What is asked. Revise the material below by replacing each "challenge" with "exercise" and leaving everything else unchanged.

Point labeling material.
::::::
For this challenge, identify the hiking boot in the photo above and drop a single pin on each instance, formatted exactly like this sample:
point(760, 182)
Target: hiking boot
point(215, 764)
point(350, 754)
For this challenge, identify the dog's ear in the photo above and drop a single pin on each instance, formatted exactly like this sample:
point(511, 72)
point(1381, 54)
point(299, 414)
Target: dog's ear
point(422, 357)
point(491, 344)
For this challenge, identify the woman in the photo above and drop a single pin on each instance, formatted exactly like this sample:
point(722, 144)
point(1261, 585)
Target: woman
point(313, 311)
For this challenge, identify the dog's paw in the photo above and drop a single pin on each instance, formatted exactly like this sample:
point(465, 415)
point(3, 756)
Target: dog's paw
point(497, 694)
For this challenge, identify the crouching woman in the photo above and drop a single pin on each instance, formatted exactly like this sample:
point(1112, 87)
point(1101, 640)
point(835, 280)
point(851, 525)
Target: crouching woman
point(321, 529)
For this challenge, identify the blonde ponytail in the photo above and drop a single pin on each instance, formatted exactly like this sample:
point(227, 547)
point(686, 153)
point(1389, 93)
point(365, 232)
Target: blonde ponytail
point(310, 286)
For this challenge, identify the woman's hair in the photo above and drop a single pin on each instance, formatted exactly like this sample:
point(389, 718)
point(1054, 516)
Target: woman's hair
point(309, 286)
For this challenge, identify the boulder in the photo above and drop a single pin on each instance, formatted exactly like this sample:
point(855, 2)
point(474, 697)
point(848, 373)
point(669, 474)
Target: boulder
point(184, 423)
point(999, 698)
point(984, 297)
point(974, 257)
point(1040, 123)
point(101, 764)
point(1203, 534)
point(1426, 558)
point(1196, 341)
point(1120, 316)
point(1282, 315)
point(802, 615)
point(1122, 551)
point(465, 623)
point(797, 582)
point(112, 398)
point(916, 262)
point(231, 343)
::::::
Written response.
For this exercise, identify the hiking boot in the photo above and drop a single pin on each instance, formatted exactly like this sample:
point(760, 182)
Target: hiking boot
point(215, 764)
point(350, 754)
For this exercise, identify the dog's ear in the photo above and drop a single pin on each instance, formatted exactly like this sample:
point(511, 72)
point(1381, 54)
point(299, 414)
Target: dog's ear
point(422, 357)
point(491, 344)
For this exercise, identify the woman in the photo above and drop a single pin on each instance, formatted exactly like this sample:
point(722, 144)
point(1261, 585)
Target: woman
point(313, 311)
For this exercise, identify the dog's paw in the photo above and drop a single pin on each instance, formatted exactly like this sample:
point(465, 415)
point(3, 756)
Target: dog's paw
point(497, 694)
For this exercise, identify the crouching woman in the photo above and drop a single pin on each instance, formatted exactly like this sample:
point(1112, 87)
point(1101, 640)
point(835, 280)
point(851, 525)
Target: crouching woman
point(321, 529)
For this exercise, identify the blonde ponytail in the photo above and drop a single pin on each instance, formatted exactly like this sample:
point(227, 547)
point(686, 153)
point(1389, 93)
point(365, 232)
Target: blonde ponytail
point(310, 286)
For this exercise, identify the woman's hair in the photo above and drop a single pin on each instance, formatted exactly like this sample:
point(389, 718)
point(1054, 516)
Target: woman's hair
point(309, 286)
For this exercise, identify the boulder in the photo above and drop a single pin on each instance, formatted exactly like this sample:
point(855, 2)
point(474, 697)
point(848, 373)
point(669, 474)
Target: boulder
point(184, 423)
point(999, 698)
point(984, 297)
point(974, 257)
point(1040, 123)
point(101, 764)
point(1203, 534)
point(1426, 558)
point(1196, 341)
point(1120, 316)
point(1282, 315)
point(802, 615)
point(1122, 551)
point(465, 623)
point(797, 582)
point(112, 398)
point(916, 262)
point(231, 343)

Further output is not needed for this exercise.